- [Task to complete]:
The records come next. Copy all of them exactly.

Exercise materials START

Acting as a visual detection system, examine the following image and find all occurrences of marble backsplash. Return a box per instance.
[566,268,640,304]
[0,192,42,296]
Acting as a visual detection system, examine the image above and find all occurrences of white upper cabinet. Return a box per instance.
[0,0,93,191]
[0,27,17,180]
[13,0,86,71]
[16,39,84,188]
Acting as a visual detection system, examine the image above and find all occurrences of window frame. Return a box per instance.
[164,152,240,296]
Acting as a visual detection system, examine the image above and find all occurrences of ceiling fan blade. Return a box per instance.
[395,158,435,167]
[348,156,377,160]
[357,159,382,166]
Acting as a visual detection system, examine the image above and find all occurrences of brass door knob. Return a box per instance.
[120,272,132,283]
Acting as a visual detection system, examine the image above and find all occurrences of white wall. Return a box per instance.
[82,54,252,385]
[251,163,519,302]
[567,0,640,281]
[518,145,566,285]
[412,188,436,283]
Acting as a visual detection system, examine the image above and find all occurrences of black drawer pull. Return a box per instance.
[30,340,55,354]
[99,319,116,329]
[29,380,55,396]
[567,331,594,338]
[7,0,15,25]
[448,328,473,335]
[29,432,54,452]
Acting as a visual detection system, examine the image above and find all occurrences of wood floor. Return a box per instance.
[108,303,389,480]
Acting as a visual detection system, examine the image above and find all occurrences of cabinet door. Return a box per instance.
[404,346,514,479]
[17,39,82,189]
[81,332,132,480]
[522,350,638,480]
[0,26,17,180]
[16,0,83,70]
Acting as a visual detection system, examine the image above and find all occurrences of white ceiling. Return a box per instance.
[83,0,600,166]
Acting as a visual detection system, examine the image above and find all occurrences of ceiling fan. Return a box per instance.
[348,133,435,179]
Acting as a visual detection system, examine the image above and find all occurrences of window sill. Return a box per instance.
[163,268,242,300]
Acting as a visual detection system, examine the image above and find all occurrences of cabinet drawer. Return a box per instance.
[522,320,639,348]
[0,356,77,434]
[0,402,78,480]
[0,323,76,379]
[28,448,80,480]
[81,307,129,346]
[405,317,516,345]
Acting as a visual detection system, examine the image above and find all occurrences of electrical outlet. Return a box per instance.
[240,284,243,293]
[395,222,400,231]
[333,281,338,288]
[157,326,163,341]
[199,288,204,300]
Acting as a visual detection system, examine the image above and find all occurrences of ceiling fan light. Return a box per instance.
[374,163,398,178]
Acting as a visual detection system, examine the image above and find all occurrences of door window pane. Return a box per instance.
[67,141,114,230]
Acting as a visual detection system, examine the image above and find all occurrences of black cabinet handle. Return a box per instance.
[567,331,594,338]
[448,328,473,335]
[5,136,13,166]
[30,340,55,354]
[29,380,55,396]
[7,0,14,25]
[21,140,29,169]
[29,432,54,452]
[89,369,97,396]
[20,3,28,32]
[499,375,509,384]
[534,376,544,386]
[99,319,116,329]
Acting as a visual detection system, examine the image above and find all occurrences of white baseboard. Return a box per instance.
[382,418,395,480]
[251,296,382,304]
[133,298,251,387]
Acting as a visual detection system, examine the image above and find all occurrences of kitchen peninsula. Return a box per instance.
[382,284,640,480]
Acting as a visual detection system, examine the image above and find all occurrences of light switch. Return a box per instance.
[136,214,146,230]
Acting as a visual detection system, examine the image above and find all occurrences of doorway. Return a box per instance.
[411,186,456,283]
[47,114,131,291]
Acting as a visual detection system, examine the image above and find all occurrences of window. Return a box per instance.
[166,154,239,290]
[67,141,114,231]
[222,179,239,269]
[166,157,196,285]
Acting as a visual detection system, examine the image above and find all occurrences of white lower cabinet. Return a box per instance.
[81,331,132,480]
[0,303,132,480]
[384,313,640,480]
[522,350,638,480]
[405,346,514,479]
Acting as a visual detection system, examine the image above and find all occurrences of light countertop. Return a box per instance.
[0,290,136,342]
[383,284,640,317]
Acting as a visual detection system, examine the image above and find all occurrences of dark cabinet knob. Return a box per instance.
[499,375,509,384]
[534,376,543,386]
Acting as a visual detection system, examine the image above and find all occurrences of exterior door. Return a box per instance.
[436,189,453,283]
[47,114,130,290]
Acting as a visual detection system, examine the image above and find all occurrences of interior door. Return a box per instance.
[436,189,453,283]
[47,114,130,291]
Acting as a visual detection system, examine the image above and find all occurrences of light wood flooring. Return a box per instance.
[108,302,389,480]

Exercise materials END

- [Worked solution]:
Acting as a visual detection system, examine the following image and find all occurrences of marble backsplash. Return a box per instance.
[566,268,640,304]
[0,192,42,296]
Acting as a visual detection system, examine the image above and find all occurrences of white upper cabinet. Return a box per instance.
[0,0,93,191]
[0,27,17,180]
[13,0,86,71]
[16,39,84,188]
Acting as a visual detection system, examine the image above and find all occurrences of window frame. Return a box per instance.
[164,152,240,296]
Acting as a visual detection system, examine the image above and find all occurrences of ceiling fan blade. Return a box per instance.
[395,158,435,167]
[348,156,377,160]
[357,159,382,166]
Acting as a visual detection system, examine the image above and find all occurrences of brass door knob. Return a box per instance.
[120,272,132,283]
Acting as a visual detection system, examine the image above and find all occurrences of white wall. Return a box per instance.
[82,54,252,385]
[251,163,519,302]
[567,0,640,281]
[518,145,566,285]
[412,188,436,283]
Acting as a visual detection system, examine the image above and find all occurrences of black drawer pull. Return a box per instance.
[30,340,55,354]
[99,319,116,329]
[29,380,55,396]
[567,331,594,338]
[7,0,15,25]
[448,328,473,335]
[29,432,54,452]
Acting as a visual detection system, examine the image above and find all occurrences of wood floor. Return a box per instance.
[108,303,389,480]
Acting as a visual detection system, examine the image above and find all occurrences of cabinet door. Return a box per instance.
[404,346,514,479]
[17,39,82,189]
[81,332,132,480]
[522,350,638,480]
[0,26,17,180]
[16,0,83,70]
Acting as a visual detection system, examine the image above and find all occurrences of white ceiling. Return a box per instance.
[83,0,600,166]
Acting as a visual detection system, examine the image above and find all occurrences of ceiling fan. Return a box per instance.
[348,133,435,179]
Acting as a visual detection system, examine the image above and find all occurrences of window sill. Return a box per instance.
[163,268,242,300]
Acting as a visual detection system, examine the image above and find all occurrences of cabinet drawer. Return a box per instance.
[522,320,639,348]
[0,356,77,434]
[0,402,78,480]
[0,323,76,379]
[28,448,80,480]
[81,307,129,346]
[405,317,516,345]
Acting as a visual detection system, examine the image above and find all occurrences of electrical outlet. Return a box per instance.
[240,284,243,293]
[395,222,400,231]
[333,281,338,288]
[157,326,163,341]
[199,288,204,300]
Acting as a visual detection system, examine the image above and find all occurrences of ceiling fan light. Return a box per instance.
[374,163,398,178]
Acting as a visual detection system, examine the image above and find all occurrences of door window pane. Return a box per instance.
[67,141,114,230]
Acting as a visual detection system, examine the image above and find all occurrences of black cabinet handle. Return a box per instance.
[567,331,594,338]
[448,328,473,335]
[5,136,13,166]
[30,340,55,354]
[29,380,55,396]
[7,0,14,25]
[21,140,29,169]
[29,432,54,452]
[89,369,97,396]
[20,3,28,32]
[499,375,509,384]
[534,376,544,386]
[99,319,116,329]
Acting as a visual detection system, examine the image above and find all occurrences of white baseboard. Return a box per instance.
[382,418,395,480]
[251,296,382,304]
[133,298,251,387]
Acting as a visual detection system, examine the image above and find all occurrences of kitchen peninsula. Return a box per instance.
[382,284,640,480]
Acting as a visual detection system, examine the image above and find all occurrences of light switch. Return a box per instance.
[136,214,146,230]
Acting as a visual detection system, examine the image above and find all occurrences of doorway. Return a box per instance.
[411,186,456,283]
[47,114,131,291]
Acting as a visual detection system, examine the image above and find all occurrences of window. Return a box per instance.
[166,154,239,290]
[67,141,114,231]
[222,179,239,269]
[166,157,196,285]
Acting as a visual detection system, examine the image above and find all occurrences of white lower cabinet. Return a box per instance.
[81,331,132,480]
[0,303,132,480]
[384,313,640,480]
[522,350,638,480]
[405,346,514,479]
Acting as a visual detection system, examine the image above and find all occurrences of light countertop. Return a box per instance.
[0,290,136,342]
[383,284,640,317]
Acting as a visual detection system, examine the image above and find all occurrences of dark cabinet knob. Return a box per instance.
[499,375,509,384]
[534,376,543,386]
Acting as a visual detection system, examine the image above and find all occurrences of exterior door. Return a box per instance.
[436,189,453,283]
[47,114,130,290]
Acting as a visual detection system, examine the image above and find all occurrences of interior door. Return a box per instance.
[436,189,453,283]
[47,114,130,291]
Acting as a visual detection system, examine the image above and find all occurrences of light wood flooring. Return a box per instance.
[108,302,389,480]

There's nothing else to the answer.